▶ 节选原文:

且看梁元帝萧绎的《巫山高》:“巫山高不穷,迥出荆门中。滩声下溅石,猿鸣上逐风。树杂山如画,林暗涧疑空。无因谢神女,一为出房栊。”未免太风景如画了吧?
到过巫山的人,不论山行还是乘船,见两岸连山隐天蔽日,江水深不见底,往往不喜而惧。与很多诗人的《巫山高》相比,只有李贺这几句写出了巫山的可怖,且又添了一层神秘气息。
李贺在此别出一境,神女不但化作朝云暮雨,且“生苔钱”。苔钱就是石上圆圆的苔藓,也许是幽冥世界留下的一些证据,也许只是时间的腐烂而已。曾有学者大胆揣测,说这两句是情色描写。也许吧。
神女从梦中辞别后,怀王旦朝视之巫山,诚如神女所言,故为立祠庙,号曰“朝云”。神女祠立在极高的山峰上,所以李贺说“古祠近月蟾桂寒”,近月在这里并不浪漫,却是十足荒寒。
04
盖系天性使然,李贺写诗句法怪异,意象幽森,用字奇僻,诗集中“冷、湿、寒、残、鬼、瘦、老、哭、坠”等字随处可见。晚唐诗人杜牧在《李贺歌诗集序》评李贺诗曰:“盖《骚》之苗裔,理虽不及,辞或过之。”辞即文字修辞,理指思想感情。杜牧的评价可谓中肯。
顾随先生说李贺只是怪,没有诗情,若不变作风,纵使寿长亦不能成功好诗。“诗一怪便不近人情,诗人不但要写小我的情,且要写他人的及一切事物的一切情,同情。花有花情,马有马情。人缺乏诗情即缺乏同情。诗人固须有大的天才,同时亦须有大的同情。”

▶ 已知信息:
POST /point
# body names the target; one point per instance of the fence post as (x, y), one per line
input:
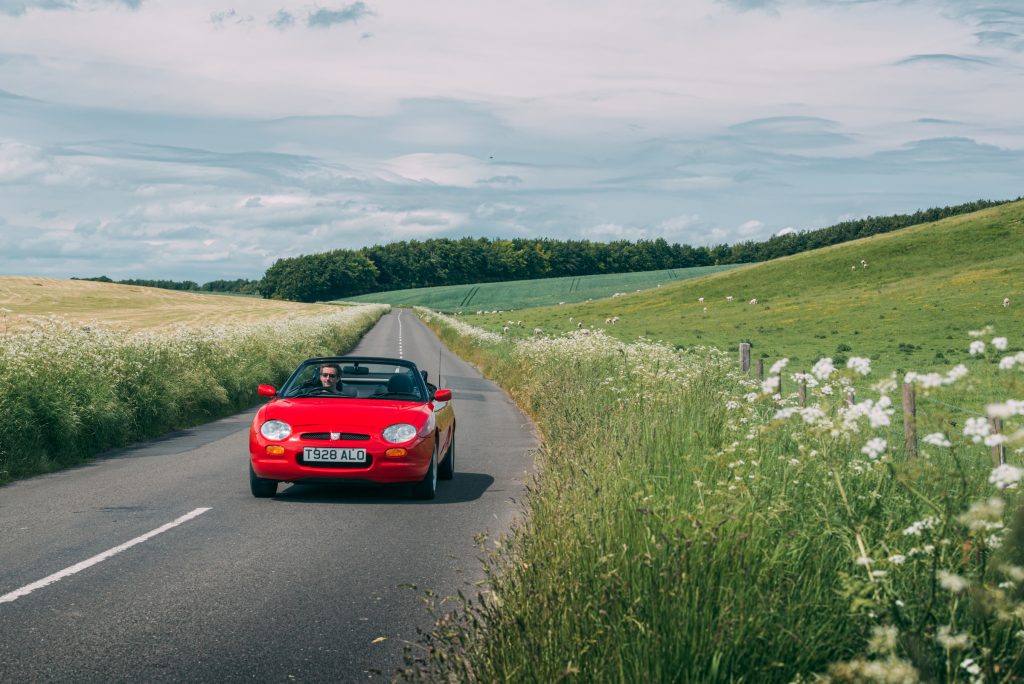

▶ 你要做的:
根据上面的节选原文,简短回答下列问题:
1. 文中说的“苔钱”是什么?
2. 李贺说“古祠近月蟾桂寒”,是因为神女祠立在什么地方?
3. 杜牧在哪篇文章里评价了李贺的诗?

▶ 完成结果:
1. 石上圆圆的苔藓。
2. 极高的山峰上。
3. 《李贺歌诗集序》。